#### [DIRECTIONS]
The records below must be output exactly, with no images carried over.

-- SUPPLIED RECORDS follows --

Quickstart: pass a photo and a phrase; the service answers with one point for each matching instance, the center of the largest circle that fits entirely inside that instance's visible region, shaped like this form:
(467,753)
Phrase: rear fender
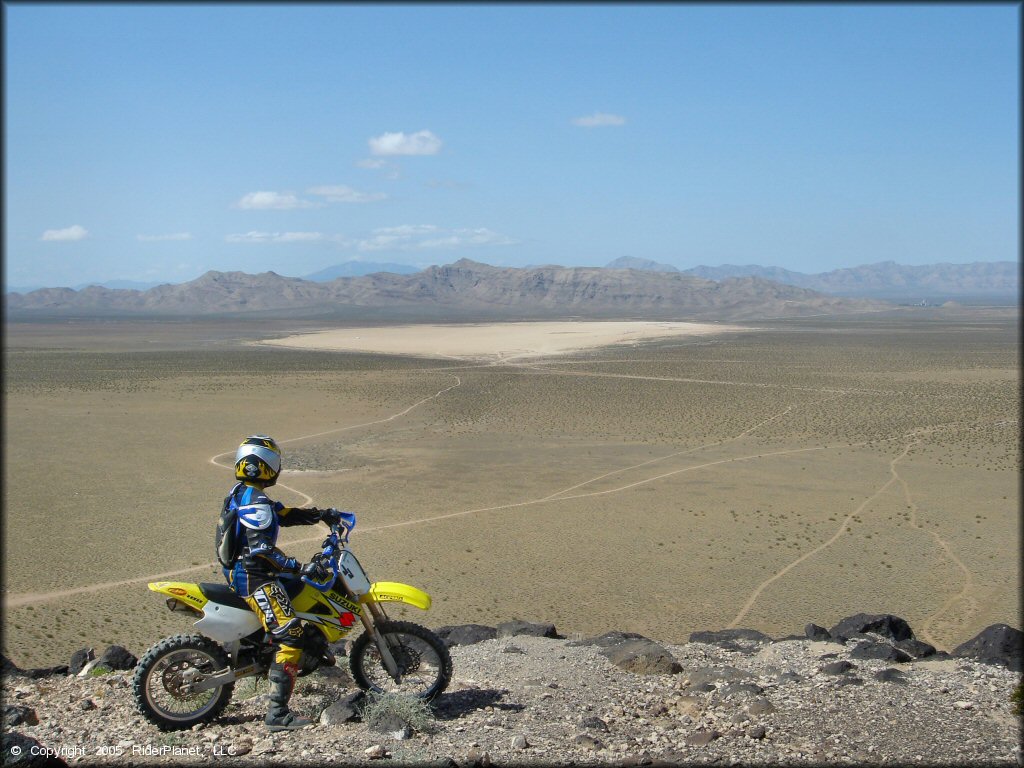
(393,592)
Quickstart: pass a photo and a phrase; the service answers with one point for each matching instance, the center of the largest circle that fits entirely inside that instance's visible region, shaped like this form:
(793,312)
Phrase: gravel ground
(526,699)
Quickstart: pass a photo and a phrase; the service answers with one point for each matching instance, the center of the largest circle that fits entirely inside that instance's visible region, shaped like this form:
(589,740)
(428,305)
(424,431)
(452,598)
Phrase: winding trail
(810,553)
(566,495)
(964,594)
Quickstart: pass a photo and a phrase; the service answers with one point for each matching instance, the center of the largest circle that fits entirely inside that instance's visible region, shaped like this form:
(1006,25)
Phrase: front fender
(393,592)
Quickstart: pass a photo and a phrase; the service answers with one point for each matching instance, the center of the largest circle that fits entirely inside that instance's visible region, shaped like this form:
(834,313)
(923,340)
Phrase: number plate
(352,573)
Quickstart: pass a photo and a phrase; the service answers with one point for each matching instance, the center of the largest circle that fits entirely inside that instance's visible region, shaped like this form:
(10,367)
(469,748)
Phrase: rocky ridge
(465,288)
(864,691)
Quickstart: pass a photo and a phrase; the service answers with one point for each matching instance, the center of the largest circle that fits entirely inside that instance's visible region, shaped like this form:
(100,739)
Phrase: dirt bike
(189,678)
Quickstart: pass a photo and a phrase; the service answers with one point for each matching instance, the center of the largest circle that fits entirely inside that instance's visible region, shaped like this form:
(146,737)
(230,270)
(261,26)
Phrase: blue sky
(155,142)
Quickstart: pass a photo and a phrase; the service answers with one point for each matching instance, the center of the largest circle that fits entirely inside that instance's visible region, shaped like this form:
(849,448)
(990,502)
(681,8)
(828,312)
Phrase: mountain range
(886,280)
(465,289)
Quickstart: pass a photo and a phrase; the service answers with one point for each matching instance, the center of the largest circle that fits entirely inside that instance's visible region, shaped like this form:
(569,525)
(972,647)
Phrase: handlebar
(331,550)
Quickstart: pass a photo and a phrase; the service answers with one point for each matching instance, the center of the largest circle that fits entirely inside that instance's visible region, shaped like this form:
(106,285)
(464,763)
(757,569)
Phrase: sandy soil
(503,341)
(763,479)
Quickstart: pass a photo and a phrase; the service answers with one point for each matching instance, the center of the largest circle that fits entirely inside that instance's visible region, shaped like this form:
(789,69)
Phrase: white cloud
(256,237)
(69,233)
(429,237)
(342,194)
(271,200)
(161,238)
(421,142)
(599,120)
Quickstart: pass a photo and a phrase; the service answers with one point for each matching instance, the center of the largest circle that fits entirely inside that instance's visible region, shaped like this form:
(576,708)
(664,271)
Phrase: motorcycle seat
(221,593)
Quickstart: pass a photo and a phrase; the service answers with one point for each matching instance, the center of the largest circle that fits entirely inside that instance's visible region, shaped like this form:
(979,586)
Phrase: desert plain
(761,475)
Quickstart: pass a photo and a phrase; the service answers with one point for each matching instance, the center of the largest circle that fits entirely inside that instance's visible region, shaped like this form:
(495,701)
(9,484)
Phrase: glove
(314,571)
(333,516)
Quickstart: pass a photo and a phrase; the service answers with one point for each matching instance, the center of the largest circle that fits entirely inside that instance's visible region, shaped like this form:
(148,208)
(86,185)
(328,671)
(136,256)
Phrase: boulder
(882,651)
(466,634)
(997,643)
(642,657)
(18,715)
(117,657)
(518,627)
(608,639)
(837,668)
(881,624)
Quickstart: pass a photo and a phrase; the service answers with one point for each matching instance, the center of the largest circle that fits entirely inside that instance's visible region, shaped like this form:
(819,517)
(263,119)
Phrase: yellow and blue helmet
(258,460)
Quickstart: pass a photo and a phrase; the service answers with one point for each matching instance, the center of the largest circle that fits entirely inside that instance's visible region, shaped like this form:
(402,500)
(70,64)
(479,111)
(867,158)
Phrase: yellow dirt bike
(188,679)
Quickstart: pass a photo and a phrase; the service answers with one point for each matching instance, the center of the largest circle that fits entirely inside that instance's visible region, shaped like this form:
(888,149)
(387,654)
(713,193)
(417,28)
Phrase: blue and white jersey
(248,538)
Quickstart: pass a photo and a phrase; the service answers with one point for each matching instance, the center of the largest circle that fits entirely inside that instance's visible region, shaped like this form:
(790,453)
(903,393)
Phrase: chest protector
(227,542)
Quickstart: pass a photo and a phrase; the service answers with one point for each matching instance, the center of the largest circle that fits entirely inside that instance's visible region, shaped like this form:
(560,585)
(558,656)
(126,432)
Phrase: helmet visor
(272,458)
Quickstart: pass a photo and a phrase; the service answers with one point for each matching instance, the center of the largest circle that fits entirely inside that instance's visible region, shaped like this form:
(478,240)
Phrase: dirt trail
(562,495)
(895,478)
(842,527)
(964,594)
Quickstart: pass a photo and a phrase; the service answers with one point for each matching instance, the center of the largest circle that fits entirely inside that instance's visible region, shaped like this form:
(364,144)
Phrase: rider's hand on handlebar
(334,516)
(315,571)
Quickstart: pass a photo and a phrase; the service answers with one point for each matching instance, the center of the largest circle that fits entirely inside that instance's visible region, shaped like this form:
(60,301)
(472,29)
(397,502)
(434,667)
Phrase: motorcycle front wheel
(424,662)
(169,666)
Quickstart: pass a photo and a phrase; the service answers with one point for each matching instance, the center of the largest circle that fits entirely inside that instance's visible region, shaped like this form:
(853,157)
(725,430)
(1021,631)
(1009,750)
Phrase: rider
(247,540)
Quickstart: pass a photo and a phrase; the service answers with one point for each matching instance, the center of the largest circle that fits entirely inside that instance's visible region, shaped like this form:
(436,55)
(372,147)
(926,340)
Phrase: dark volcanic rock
(883,651)
(881,624)
(518,627)
(466,634)
(997,643)
(117,657)
(608,639)
(18,715)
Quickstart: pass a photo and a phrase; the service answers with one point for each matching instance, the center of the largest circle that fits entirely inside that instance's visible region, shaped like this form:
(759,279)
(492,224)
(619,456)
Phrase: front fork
(372,616)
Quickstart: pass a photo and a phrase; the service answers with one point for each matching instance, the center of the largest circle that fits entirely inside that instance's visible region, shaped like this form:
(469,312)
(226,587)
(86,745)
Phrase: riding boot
(282,677)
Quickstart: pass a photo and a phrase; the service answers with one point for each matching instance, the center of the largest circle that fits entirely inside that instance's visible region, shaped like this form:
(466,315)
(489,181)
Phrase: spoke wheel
(162,677)
(424,662)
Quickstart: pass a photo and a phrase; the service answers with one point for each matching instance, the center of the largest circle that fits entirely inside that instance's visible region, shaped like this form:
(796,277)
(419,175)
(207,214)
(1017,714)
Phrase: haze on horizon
(156,142)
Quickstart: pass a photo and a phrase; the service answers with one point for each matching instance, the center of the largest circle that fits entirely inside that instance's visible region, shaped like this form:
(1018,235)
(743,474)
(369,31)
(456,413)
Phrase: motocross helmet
(258,460)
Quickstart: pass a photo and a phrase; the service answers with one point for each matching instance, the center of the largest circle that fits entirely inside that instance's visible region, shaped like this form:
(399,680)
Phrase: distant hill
(356,269)
(887,280)
(463,289)
(632,262)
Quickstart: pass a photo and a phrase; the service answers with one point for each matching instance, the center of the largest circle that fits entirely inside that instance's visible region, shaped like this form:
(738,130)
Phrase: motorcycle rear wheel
(166,667)
(423,659)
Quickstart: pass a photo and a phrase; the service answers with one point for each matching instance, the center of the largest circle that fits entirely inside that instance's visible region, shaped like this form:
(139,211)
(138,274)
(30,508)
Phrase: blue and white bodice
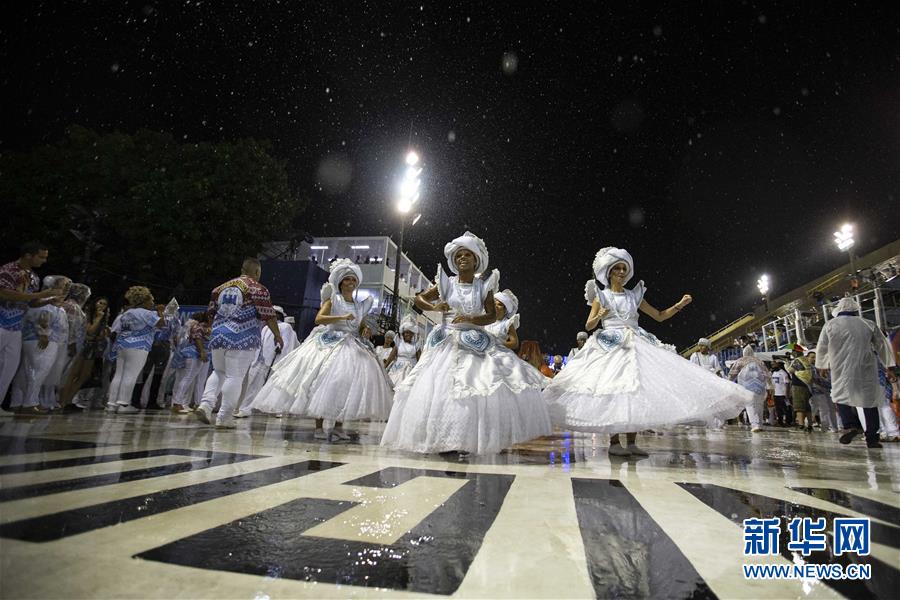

-- SUPPLIED RECORDS concluded --

#### [WRITTEN ANSWER]
Quickstart: pass a photo and a phrase; the service answers with one point for each matching instance, the center of the largest circle that fits entirely inside that instance's visible region, shaped like this form:
(467,753)
Phrase: rear fender
(393,592)
Quickstart: pass a photo and a phrase; the service answers with one point for each matching instance, the center of the largest circle that fits entirely inside that instance's visible region, shaped like this form:
(793,312)
Phrase: gravel ground
(526,699)
Quickstart: pass a photo and a phrase; the service answers with one point for each matching instance, the center of the largest circle that fits entirely inside that instance's visible region, shaped like this form:
(589,740)
(428,305)
(424,431)
(452,598)
Phrase: winding trail
(810,553)
(566,495)
(964,594)
Quickstart: pass a photo and a phrase; the service answers with one point for each matching instance, the center of the largest circle that fits entirely inside that instance's visible region, shaped like this form:
(1006,25)
Phrase: front fender
(393,592)
Quickstart: pass a photo and a phrase; the service answers with one point for each matching instance, the center of the largest circle that fits entirely inside that instance's visible region, shaped like this form:
(834,313)
(923,340)
Phrase: number plate
(352,573)
Quickstart: pass a photo and a phrase; the service answers with one point for each matching instance, the center of the largest circle that fits entirely inside that instance's visible region, shaped like this form:
(10,367)
(469,748)
Phrase: rocky ridge
(465,288)
(864,691)
Quickstart: pass a photo and a phrase; the service answers with one point for each matching instance, the center of the largest circle that fits entirely inside that instance's visible region, shaped like this form:
(100,739)
Phrase: dirt bike
(189,678)
Quickstart: pass a photo and a phrase; the service answers with one point for each matching instance, the center of the largest circle that fits entirely inside that instance's visible region, shaped like this form:
(146,737)
(230,270)
(261,26)
Phrase: blue sky
(155,142)
Quickstart: pass a photo and a phrase; the service answers with one point for each matching instance, the center of the largest circle that fits entirely inside that instance's visible region, shaped like this form:
(849,448)
(990,502)
(681,8)
(828,312)
Phrase: mountain range
(886,280)
(465,289)
Quickstart: pass a photo and a phrase; the service answers with one point for each matching instance, the center of the largest circle that fits entirely inside that instance's visible region, shaped like this form:
(569,525)
(972,647)
Phrase: handlebar
(331,550)
Quickstart: pass a photo and a phrase; the service answers with one point for each matching instance, the center of the largest circle that fits entirely inside that instance's visible region, shaped like this form:
(106,285)
(464,763)
(757,569)
Phrase: sandy soil
(503,341)
(763,479)
Quickstart: pass a photo and a phrase; the service answers with one point for each matching instance, the center of the largest circle that fits entirely inside that instance's visible region, shaped like this form:
(789,69)
Phrase: white cloud
(256,237)
(69,233)
(429,237)
(342,194)
(271,200)
(161,238)
(421,142)
(599,120)
Quickstart: pass a photo and a phrase; the service answers with one point for each matching instance, the center of the largest circle that fits entirely inside that instance's visible region, shaped like this form:
(576,708)
(664,271)
Phrase: motorcycle seat
(221,593)
Quickstart: pass a photo and a phrase; the service answers with one point for each matching instance, the center of the largest circle that fits entirely inside that instance's visible region, shaped like this form:
(979,586)
Phrase: desert plain
(761,475)
Quickstart: pass a photo and a phrase; the service answers with one point for each matching instance, the center of the largest circle that fits entirely inside that instance's visible region, shaped like this form:
(495,701)
(9,484)
Phrase: glove
(314,571)
(333,516)
Quickstart: pass a photo and a phrase; the service answers with one point for each matching instance, the center of the largest circle that fits entirely inside that instance's visible region, shaped like this form:
(148,208)
(86,185)
(328,671)
(136,256)
Phrase: boulder
(882,651)
(466,634)
(997,643)
(642,657)
(18,715)
(117,657)
(518,627)
(608,639)
(837,668)
(881,624)
Quickstart: pass a photo and a phrase; the service answers with one point for each matching instance, the center of the largest circle that fits entirely inside that instance's visible region, shaped like this form:
(819,517)
(263,119)
Phrase: yellow and blue helmet
(258,460)
Quickstart: pass a photo and a phrase; the service answers with one point for each matching instance, the center of the largest circle that fits entirely inside that instance's visible region, shaped like this form:
(402,500)
(70,64)
(479,111)
(867,158)
Phrase: yellow dirt bike
(188,679)
Quickstart: pass a photo and a phrase; the service answers with one point for each matching instance, the center of the largest circle that fits entirely inside that instance's visible region, shaped like this form:
(888,149)
(387,654)
(713,193)
(417,28)
Phrase: blue and white jersey
(248,538)
Quickstart: pass a photo and a phrase; the service answers with one point for each matching instance, the center of the largest circle that fits entirely inside that instance's visible region, shaped like this form:
(790,453)
(903,393)
Phrase: chest protector
(227,542)
Quickstart: pass a photo and a phrase; the service answers with one point for each matching instance, the center of the largest circle that fits entirely inside that instance's visible region, shaped like this form:
(560,585)
(558,656)
(126,432)
Phrase: helmet visor
(272,458)
Quickstart: pass a photo and a phrase; the service answers with one point for each matching instance, the center of the largest circle that fits entirely inside that instance's visible region, shaped like this form:
(478,240)
Phrase: dirt trail
(562,495)
(895,478)
(842,527)
(964,594)
Quickstart: pass a photo and a phrase; the service answers with one point for each matching instance, the center of the largest circle that fits entirely inside that instance's visible region, shaped like this form:
(364,144)
Phrase: rider's hand on handlebar
(334,516)
(315,571)
Quickstart: pass a photo and a phrase; the service answers with one point for each matching instance, the center of the largest circle that fits entirely inside that instance's visible region, shaped like this form:
(60,301)
(472,29)
(397,502)
(434,667)
Phrase: motorcycle front wheel
(424,662)
(169,666)
Quickstart: pass a photo and a phrase; the service answers with one point for each matching instance, the center of the largest circle that fits entirely inside that instance's visible region, shaped like this form:
(853,157)
(725,430)
(1021,631)
(1009,750)
Phrase: rider
(247,540)
Quickstart: pass a photo and a phrase; the service answers with one point for each matching instance, the center of the largest circle that fits entirely inside that instance's visible region, shaped like this form:
(436,55)
(372,147)
(926,340)
Phrase: dark volcanic rock
(883,651)
(881,624)
(518,627)
(466,634)
(997,643)
(117,657)
(608,639)
(18,715)
Quickstart: pass a photo and a phrase; the service answers with one point for each matching instance, the center of the largest circle that fits entirely inside that instance's visible region, shaped like this form:
(759,279)
(492,224)
(619,456)
Phrase: front fork
(372,616)
Quickstart: pass a photo and a phrase; the service answers with one point for each matching instance, the center of the largest circle that fits entirely inside that instance's visible region, shaped like this form:
(469,312)
(226,587)
(86,745)
Phrase: riding boot
(282,677)
Quickstart: pass a photo and a phrase; the service answers with one point for each matching instance, the center of the largest circle that fits entirely inside that instance's visible region, shaped like this form:
(466,315)
(489,181)
Phrase: spoke wheel
(162,677)
(424,662)
Quickstart: pass a photo and a phrase; the service answers with one point for each matching instance, the center of the largest circle that fits entirely inside that instance's visible region, shaped like this form:
(796,277)
(419,175)
(207,214)
(1017,714)
Phrase: haze on horizon
(156,142)
Quickstart: pass a photo and a phrase; the service answers with one point for each matching instance, the center of the largest circle that fits entirely inside that instance's visible region, shaped like this form:
(1018,235)
(743,474)
(369,31)
(456,413)
Phrase: motocross helmet
(258,460)
Quickstart: pass a photo and a phrase; the service answers with one point for each matching instance, the center of the largest circle that fits entirely inside that instance's visible region, shaped like this form:
(399,680)
Phrase: distant hill
(356,269)
(887,280)
(463,289)
(632,262)
Quickstart: pass a photo and a phrase; the service answers with one point for each matching instance, the center of the largest circle that fits entirely inside that instance's visible region, shaped like this form:
(738,130)
Phrase: motorcycle rear wheel
(166,667)
(423,659)
Quickstart: pass a photo and a phrase; the service answers with one point for each matching instance, the center of the largest circle that fits entirely inside that instance's visible region, shaped like this form:
(139,211)
(138,274)
(30,508)
Phrase: blue and white bodice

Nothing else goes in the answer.